**** Listed records ****

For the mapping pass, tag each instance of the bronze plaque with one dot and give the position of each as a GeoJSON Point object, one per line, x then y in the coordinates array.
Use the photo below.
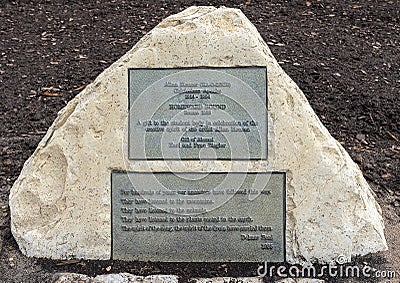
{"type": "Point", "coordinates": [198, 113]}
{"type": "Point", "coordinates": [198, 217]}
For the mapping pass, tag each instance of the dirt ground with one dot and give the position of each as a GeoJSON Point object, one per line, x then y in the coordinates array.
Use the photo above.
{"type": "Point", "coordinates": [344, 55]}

****
**** Listed records ****

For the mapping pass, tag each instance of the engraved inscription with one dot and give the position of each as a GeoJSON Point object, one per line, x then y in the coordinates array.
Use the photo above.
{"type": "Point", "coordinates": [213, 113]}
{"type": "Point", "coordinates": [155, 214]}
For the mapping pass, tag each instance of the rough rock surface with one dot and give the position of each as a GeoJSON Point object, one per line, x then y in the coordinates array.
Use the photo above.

****

**Required task**
Return each line of the items above that contains the word "position". Matches are case-sensitive.

**Response**
For the mapping pass, tag each instance of the bronze plaque with one dot and give the position of each as a GeoJSON Point object, one per line, x then y in the coordinates array.
For the mapping pass, tag each instance of the dirt ground with one dot and give the position of each as a GeoJSON Point object, one per line, x then y in the coordinates array.
For the mapping pass, tag each instance of the engraved inscription with one dot and give the position of each as a GeoJSON Point object, one per line, x then y in the coordinates array.
For the mapping pass, tag each instance of the rough rock surface with one dot and give the position of each as a GeoJSON Point object, one per line, x then y in the coordinates array.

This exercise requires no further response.